=== THE REQUEST ===
Extract every line of the lines below that contains the word "claw".
━━━━━ INPUT RECORDS ━━━━━
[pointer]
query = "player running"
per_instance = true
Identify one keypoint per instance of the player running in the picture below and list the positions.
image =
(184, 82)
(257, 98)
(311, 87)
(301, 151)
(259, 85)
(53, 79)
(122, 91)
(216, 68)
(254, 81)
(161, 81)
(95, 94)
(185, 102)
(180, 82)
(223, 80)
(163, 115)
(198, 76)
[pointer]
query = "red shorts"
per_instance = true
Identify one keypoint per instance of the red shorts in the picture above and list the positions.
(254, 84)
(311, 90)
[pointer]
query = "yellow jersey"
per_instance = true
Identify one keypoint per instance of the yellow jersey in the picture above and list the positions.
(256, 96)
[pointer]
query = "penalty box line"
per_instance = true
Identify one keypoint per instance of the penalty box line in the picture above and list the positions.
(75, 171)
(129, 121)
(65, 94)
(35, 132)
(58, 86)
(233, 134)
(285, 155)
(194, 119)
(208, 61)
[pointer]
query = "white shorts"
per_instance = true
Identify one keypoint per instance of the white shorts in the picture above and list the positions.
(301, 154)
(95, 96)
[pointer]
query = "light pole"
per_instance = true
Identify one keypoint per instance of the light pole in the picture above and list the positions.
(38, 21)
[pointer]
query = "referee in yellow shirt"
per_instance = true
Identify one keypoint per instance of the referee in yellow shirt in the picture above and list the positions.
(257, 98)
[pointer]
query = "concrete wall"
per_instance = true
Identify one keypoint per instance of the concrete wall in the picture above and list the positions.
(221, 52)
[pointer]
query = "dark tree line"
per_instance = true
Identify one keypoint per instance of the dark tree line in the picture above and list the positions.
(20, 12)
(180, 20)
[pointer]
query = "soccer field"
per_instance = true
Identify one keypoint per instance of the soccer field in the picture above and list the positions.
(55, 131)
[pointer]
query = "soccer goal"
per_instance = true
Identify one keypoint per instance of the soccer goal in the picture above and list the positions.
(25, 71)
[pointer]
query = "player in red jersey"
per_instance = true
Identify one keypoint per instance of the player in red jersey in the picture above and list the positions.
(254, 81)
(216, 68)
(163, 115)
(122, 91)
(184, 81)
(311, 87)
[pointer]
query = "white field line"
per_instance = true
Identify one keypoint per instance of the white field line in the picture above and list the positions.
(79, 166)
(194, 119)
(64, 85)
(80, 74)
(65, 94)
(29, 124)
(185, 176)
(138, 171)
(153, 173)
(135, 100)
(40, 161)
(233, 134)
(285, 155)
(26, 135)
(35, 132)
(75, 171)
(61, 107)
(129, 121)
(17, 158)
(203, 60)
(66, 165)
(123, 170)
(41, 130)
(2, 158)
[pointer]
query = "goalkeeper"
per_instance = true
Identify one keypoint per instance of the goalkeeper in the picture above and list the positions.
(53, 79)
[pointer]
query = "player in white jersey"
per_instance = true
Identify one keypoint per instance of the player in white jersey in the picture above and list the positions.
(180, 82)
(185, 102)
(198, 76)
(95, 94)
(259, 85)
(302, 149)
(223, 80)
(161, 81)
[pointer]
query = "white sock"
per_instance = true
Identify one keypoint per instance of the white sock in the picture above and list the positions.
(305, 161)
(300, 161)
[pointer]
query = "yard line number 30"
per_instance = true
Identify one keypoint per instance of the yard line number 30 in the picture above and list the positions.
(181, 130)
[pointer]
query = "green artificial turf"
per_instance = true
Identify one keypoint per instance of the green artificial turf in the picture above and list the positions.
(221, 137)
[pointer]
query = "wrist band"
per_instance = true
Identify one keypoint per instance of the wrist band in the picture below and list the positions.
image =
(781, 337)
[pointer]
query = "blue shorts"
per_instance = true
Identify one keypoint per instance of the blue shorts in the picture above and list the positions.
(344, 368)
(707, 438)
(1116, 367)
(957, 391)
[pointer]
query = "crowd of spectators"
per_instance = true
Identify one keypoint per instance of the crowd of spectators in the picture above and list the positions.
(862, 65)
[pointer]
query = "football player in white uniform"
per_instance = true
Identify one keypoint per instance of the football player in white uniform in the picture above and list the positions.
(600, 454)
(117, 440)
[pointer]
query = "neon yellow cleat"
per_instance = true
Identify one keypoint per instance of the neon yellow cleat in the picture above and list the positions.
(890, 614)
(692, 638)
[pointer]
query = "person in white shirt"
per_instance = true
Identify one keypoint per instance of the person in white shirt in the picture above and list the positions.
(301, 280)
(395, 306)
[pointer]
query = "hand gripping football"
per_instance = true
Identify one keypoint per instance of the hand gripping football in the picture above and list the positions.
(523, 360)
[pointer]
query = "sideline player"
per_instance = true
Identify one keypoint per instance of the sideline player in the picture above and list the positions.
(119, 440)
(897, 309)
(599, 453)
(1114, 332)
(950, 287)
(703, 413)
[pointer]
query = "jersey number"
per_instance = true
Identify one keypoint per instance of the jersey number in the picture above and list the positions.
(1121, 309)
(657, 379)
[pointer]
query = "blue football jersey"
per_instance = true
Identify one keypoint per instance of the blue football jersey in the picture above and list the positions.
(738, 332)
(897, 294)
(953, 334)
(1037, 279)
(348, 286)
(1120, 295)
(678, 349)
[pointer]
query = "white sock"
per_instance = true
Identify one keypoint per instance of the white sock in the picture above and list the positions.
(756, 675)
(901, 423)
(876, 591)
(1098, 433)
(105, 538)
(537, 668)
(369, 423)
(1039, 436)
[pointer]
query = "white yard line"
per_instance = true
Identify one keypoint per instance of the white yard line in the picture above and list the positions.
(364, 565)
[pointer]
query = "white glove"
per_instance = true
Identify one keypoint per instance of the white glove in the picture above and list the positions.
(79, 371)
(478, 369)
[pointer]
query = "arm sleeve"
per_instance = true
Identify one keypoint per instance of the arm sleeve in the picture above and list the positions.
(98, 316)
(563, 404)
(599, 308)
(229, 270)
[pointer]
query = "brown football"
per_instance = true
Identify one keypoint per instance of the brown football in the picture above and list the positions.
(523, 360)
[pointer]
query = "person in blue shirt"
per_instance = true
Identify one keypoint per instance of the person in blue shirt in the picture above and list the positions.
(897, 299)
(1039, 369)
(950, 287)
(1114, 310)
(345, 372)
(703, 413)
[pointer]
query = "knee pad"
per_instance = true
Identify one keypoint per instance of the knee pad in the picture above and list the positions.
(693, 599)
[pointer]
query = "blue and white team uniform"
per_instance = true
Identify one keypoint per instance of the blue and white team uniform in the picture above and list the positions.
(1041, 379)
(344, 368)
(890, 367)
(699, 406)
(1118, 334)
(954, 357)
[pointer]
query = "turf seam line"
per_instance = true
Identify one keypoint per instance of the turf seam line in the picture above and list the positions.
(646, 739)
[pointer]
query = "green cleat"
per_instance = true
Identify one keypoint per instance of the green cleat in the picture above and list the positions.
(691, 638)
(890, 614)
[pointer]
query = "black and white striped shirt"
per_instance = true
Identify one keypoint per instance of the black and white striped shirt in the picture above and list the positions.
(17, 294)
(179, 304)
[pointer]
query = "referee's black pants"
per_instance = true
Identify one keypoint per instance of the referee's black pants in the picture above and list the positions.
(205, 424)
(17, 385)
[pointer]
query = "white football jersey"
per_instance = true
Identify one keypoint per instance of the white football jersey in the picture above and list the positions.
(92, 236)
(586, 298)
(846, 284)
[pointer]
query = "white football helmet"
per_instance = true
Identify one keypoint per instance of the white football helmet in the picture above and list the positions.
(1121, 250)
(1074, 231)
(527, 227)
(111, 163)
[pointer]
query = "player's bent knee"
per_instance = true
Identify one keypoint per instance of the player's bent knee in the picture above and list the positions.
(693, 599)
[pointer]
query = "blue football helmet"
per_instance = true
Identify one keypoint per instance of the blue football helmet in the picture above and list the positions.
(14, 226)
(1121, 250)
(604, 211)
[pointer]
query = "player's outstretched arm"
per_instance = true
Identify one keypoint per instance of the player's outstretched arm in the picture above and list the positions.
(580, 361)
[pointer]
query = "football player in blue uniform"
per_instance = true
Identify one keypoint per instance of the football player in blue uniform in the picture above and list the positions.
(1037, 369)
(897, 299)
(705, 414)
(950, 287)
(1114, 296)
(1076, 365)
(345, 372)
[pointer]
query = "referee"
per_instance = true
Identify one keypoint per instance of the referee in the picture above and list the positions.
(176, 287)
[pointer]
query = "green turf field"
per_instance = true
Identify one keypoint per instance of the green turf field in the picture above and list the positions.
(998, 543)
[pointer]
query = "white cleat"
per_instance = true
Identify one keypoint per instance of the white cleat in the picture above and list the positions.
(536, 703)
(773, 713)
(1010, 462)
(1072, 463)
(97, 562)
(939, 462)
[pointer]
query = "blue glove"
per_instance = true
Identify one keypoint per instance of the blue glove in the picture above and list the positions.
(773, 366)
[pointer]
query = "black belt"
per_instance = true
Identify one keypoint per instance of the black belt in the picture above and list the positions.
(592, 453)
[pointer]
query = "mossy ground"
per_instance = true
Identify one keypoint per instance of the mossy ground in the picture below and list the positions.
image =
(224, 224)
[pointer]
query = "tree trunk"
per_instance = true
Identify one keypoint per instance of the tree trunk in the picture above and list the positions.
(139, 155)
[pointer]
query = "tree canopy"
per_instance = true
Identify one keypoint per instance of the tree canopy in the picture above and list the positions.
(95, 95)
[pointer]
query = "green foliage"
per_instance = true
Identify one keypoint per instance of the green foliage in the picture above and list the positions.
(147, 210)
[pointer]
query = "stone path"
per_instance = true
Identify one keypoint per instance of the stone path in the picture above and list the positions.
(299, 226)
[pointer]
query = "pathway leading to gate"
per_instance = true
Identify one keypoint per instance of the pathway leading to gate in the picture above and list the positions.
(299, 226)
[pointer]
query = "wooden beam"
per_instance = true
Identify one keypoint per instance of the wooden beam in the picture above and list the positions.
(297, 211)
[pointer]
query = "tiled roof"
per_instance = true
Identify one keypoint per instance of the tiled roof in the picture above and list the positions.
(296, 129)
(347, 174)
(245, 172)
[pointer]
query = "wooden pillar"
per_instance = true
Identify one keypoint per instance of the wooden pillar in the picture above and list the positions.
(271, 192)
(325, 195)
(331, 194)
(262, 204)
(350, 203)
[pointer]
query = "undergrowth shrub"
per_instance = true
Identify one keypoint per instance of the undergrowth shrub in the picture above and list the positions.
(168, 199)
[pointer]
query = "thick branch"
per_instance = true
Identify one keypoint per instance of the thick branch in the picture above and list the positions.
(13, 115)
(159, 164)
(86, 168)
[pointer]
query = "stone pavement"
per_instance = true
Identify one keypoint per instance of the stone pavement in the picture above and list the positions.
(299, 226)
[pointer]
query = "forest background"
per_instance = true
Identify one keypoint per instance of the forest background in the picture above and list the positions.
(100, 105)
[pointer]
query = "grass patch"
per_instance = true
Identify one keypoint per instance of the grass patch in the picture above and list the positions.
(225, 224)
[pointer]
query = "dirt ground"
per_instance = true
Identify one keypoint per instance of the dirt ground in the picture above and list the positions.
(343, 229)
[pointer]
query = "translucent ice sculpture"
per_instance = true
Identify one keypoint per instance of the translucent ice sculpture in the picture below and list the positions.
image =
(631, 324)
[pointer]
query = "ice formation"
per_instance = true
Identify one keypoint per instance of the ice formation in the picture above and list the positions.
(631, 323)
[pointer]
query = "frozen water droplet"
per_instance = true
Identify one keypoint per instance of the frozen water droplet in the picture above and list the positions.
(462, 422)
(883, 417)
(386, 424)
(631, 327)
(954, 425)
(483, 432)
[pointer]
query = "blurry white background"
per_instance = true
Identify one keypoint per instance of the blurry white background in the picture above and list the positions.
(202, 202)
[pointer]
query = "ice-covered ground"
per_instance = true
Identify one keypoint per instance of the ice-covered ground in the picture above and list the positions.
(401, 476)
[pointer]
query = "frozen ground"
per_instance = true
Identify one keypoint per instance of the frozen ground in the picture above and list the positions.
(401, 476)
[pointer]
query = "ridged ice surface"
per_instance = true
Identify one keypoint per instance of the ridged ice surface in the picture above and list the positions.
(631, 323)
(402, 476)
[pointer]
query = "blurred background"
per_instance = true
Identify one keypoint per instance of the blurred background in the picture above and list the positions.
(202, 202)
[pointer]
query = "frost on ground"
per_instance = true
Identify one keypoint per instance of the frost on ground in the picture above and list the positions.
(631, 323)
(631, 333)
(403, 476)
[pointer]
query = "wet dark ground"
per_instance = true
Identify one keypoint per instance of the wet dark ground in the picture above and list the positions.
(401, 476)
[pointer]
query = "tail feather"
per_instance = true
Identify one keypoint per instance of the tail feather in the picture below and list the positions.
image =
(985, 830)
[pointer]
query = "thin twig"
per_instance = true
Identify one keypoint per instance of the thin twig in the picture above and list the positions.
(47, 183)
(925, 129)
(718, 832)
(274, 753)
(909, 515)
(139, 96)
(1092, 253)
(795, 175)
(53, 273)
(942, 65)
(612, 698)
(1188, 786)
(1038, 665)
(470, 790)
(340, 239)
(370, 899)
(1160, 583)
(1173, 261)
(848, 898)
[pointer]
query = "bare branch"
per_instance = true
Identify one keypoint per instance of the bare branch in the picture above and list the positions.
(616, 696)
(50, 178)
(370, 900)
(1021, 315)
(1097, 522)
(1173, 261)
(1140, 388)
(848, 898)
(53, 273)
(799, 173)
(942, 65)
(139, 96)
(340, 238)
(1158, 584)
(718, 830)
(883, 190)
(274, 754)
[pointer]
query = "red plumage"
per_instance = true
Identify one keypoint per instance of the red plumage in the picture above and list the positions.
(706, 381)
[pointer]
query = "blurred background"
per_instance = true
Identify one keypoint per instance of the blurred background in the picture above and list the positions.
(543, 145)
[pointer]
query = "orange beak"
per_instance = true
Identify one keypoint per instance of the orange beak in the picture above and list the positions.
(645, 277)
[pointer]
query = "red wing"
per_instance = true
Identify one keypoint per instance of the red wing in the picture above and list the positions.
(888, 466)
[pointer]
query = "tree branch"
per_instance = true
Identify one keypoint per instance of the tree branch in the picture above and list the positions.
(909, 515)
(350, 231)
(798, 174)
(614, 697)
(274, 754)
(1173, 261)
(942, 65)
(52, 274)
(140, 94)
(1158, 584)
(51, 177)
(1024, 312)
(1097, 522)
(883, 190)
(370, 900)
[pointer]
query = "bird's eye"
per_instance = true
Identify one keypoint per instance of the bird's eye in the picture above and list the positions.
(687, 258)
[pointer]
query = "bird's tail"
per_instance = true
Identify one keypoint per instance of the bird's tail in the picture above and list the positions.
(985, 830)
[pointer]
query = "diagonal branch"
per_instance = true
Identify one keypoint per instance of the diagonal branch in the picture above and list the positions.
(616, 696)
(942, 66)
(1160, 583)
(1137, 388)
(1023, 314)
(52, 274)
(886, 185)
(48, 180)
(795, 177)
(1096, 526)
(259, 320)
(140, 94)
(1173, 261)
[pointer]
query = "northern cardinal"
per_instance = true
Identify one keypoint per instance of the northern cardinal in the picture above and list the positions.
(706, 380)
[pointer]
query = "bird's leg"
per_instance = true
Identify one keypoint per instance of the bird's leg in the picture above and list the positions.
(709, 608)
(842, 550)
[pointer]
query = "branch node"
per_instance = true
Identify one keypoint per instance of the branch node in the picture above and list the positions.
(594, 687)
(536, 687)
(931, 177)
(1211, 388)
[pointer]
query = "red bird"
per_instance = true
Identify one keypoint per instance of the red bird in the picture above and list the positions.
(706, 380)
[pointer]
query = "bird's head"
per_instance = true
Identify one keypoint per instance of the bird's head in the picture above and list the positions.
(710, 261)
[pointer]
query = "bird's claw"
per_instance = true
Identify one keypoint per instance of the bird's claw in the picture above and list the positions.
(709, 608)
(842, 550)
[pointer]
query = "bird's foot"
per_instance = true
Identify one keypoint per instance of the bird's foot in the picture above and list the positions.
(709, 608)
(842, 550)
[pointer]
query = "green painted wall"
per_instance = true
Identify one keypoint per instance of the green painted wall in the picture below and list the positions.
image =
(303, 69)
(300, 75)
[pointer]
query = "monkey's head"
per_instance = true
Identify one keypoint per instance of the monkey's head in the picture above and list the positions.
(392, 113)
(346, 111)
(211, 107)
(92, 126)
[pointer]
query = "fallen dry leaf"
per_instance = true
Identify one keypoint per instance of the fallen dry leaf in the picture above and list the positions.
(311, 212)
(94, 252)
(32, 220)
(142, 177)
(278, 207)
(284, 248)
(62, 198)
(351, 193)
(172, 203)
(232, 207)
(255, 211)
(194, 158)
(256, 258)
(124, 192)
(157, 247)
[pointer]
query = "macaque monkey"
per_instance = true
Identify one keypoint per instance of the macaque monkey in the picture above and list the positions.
━━━━━
=== PROBLEM SOLUTION ===
query = "bird's claw"
Identify one keypoint per instance of the bird's claw in the picture above and list the positions.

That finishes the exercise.